▸ **Written instruction**:
Gather every line from the records below that contains the string "whale". Case counts.

====

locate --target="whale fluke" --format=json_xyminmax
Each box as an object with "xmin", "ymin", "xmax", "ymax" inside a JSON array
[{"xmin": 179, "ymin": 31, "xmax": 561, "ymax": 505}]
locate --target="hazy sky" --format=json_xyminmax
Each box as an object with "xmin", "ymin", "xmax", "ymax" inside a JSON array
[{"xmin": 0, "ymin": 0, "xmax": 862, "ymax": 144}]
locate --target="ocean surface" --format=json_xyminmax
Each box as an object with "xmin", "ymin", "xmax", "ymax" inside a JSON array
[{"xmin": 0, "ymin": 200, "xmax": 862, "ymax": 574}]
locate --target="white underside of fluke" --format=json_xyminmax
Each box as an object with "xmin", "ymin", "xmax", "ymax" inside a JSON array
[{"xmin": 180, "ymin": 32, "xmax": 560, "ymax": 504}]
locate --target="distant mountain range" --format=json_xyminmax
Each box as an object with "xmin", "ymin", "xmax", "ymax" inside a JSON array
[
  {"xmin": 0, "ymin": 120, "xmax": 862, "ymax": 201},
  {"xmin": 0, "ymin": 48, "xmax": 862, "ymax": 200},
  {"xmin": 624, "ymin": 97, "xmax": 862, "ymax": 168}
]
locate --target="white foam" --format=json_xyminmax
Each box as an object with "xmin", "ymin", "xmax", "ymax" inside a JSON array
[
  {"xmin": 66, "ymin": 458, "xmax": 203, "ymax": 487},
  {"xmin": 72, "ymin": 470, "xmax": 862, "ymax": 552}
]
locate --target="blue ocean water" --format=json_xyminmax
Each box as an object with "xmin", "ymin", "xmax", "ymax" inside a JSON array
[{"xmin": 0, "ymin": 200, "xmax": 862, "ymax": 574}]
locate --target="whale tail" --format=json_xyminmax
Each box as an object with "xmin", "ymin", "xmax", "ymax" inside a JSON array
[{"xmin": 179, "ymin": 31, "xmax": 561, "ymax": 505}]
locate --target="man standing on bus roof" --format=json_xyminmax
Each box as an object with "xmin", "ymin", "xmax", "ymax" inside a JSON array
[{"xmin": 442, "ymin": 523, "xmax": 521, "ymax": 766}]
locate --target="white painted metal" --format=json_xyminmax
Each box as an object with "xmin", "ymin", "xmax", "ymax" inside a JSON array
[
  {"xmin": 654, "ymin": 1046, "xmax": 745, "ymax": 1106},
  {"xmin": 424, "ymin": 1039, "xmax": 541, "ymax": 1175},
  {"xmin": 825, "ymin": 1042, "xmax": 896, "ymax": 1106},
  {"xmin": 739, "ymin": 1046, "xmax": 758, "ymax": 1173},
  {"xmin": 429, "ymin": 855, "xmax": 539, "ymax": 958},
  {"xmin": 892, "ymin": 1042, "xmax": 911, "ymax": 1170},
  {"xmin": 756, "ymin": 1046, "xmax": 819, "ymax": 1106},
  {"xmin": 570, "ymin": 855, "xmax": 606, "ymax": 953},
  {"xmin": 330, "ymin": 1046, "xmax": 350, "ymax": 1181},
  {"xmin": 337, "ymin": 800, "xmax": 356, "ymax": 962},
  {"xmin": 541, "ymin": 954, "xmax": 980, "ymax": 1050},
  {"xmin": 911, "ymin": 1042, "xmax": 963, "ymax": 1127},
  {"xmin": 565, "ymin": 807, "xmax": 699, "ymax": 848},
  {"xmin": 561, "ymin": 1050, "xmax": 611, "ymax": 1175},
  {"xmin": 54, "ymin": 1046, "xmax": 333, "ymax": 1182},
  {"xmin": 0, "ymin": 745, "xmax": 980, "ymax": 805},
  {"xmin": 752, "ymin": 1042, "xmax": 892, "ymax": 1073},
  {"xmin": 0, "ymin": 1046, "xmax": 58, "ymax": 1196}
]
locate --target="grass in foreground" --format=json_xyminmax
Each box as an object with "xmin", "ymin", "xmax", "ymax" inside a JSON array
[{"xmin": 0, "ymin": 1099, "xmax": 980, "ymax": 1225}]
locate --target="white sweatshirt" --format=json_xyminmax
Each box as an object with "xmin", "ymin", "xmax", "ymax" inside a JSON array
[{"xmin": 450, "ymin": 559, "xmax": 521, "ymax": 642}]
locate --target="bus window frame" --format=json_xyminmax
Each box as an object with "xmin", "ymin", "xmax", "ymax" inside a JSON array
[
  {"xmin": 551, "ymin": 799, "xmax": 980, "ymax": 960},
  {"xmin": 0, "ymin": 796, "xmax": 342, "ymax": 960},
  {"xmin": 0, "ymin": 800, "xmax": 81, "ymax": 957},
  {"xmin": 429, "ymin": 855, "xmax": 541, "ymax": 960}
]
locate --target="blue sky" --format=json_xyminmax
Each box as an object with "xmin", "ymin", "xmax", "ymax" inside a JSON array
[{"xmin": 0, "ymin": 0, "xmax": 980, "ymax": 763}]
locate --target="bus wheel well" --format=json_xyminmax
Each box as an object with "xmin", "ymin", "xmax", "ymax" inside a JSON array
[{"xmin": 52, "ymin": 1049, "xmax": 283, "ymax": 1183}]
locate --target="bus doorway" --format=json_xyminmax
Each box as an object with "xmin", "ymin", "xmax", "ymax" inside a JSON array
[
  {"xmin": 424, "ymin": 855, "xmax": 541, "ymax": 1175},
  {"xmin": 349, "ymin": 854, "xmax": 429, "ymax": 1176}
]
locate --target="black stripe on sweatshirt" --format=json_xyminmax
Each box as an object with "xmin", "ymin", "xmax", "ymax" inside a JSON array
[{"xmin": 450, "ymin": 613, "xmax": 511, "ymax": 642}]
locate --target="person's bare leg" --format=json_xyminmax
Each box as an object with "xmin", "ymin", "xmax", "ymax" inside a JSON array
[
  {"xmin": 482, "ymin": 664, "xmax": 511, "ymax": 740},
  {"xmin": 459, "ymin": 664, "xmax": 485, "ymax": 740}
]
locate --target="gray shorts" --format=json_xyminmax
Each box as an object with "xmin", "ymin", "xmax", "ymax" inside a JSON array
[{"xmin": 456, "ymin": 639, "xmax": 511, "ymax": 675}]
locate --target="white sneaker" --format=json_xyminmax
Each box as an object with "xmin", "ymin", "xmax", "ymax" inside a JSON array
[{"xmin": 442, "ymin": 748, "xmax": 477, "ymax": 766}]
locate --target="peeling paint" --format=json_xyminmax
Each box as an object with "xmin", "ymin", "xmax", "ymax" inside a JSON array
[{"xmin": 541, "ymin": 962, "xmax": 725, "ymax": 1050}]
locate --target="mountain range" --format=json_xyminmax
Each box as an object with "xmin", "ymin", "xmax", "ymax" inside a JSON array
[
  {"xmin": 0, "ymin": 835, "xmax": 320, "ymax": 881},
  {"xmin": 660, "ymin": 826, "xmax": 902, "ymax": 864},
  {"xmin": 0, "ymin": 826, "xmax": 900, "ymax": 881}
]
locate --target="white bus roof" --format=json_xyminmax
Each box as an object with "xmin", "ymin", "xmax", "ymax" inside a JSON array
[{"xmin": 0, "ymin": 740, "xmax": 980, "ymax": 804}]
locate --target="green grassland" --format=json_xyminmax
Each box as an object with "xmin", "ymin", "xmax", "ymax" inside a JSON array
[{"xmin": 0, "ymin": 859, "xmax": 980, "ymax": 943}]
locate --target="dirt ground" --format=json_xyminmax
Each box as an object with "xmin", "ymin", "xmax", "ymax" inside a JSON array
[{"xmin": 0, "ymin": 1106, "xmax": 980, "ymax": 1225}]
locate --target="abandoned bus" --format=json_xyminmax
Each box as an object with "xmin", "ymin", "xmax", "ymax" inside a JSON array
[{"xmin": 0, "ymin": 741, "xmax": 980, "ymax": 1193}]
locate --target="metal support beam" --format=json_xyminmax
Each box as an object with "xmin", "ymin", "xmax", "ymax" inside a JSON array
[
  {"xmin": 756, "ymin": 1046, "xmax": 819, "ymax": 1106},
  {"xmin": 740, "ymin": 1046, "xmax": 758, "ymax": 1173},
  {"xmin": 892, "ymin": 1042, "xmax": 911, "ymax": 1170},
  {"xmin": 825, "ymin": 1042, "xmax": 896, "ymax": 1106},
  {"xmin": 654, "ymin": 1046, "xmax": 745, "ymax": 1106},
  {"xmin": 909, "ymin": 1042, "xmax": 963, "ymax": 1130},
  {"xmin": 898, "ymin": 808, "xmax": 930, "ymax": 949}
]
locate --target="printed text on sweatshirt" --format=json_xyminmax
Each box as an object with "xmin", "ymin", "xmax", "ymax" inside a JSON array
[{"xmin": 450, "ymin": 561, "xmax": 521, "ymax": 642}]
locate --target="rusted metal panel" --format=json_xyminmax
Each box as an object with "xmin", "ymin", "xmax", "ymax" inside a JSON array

====

▸ **Final result**:
locate --target="whale fluke" --format=json_xyminmax
locate --target="whale tail" --format=json_xyminmax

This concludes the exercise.